Exercise:
Quote all lines below exactly. Images stay out.

═══ Dataset content ═══

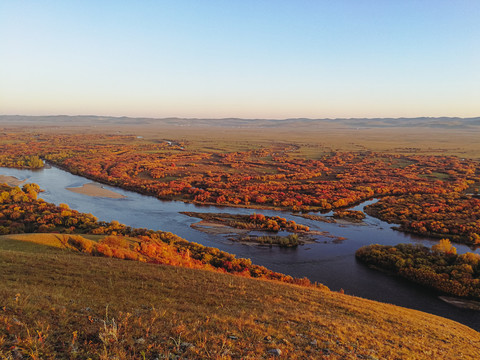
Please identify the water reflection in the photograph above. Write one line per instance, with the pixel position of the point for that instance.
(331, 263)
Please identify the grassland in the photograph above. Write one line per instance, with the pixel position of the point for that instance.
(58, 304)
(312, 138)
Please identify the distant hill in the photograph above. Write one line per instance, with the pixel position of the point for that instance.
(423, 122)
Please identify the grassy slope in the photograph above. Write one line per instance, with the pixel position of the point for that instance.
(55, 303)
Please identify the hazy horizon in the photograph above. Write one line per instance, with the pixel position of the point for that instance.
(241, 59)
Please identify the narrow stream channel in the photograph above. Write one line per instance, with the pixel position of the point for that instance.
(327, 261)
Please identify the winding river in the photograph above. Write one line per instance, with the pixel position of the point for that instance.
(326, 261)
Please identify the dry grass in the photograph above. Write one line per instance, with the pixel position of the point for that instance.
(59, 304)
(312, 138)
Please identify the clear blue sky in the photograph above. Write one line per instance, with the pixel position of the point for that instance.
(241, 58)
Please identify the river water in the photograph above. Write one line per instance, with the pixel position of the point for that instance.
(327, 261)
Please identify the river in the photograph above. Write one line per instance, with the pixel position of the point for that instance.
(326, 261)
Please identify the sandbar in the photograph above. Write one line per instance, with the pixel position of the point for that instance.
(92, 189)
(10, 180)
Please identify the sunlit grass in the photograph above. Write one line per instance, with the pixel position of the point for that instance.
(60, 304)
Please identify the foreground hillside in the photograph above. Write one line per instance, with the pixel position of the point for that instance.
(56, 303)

═══

Correct result:
Please identify the water reflection in the photograph above. Write one line per instance, with the pixel position of the point for that instance.
(331, 263)
Please identify the grassland in the photograph above. Write one line per instance, with the pixel position of the point for that instance.
(58, 304)
(312, 138)
Please identify the distant hill in the photograph above. Write one line per instance, with the pixel position of the point for that instance.
(423, 122)
Please identify the grassy slope in the photograph above. Write one line per instance, with the pixel position of the point for that instance.
(55, 303)
Please identify the hazy horizon in the photograph above. Write one line per instance, with the pixel position of the point for that instance.
(241, 59)
Please identify the narrow stream channel in the photograph above. Write one line per instance, with the pixel position of the point for that instance.
(327, 261)
Please identify the winding river in the photograph above. Write one line per instance, with the pixel position of the point for that instance.
(326, 261)
Please identify the dry grass in the photograph above. Write one line per instance, with the pixel position of the point for that instance.
(59, 304)
(312, 138)
Please identify the clear blue sky in the photograph above. Write one line per instance, with the pixel position of the point for that instance.
(241, 58)
Please identify the river water in the photograph above. Write one line per instance, with the pixel position of the point for that instance.
(327, 261)
Please identify the river in the photograph above. Write one line per instance, with the pixel position of the point for that instance.
(326, 261)
Please identify the sandbar in the photograph above. Write one line per instance, with the pixel position of the point for that instance.
(92, 189)
(10, 180)
Please identify the sunlit grass in the photograph above. Write one line per instance, with the pixel position of the point for that instance.
(60, 304)
Please identify the foreground hillside in the photograph above. Write one line per instance, with the pixel position of the point for that instance.
(56, 303)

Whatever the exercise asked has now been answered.